_Exercise:_ Repeat all the records exactly, omitting pictures.

_Material provided:_
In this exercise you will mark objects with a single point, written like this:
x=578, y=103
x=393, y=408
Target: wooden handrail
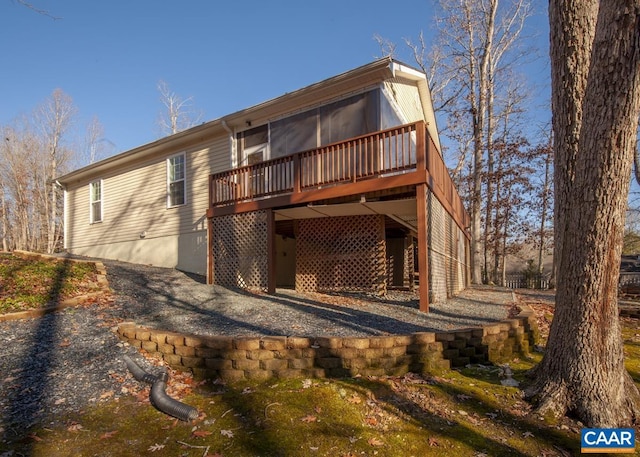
x=403, y=149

_Reply:_
In this exercise you will mark objects with a single point, written like this:
x=578, y=103
x=393, y=408
Target: wooden handrail
x=403, y=149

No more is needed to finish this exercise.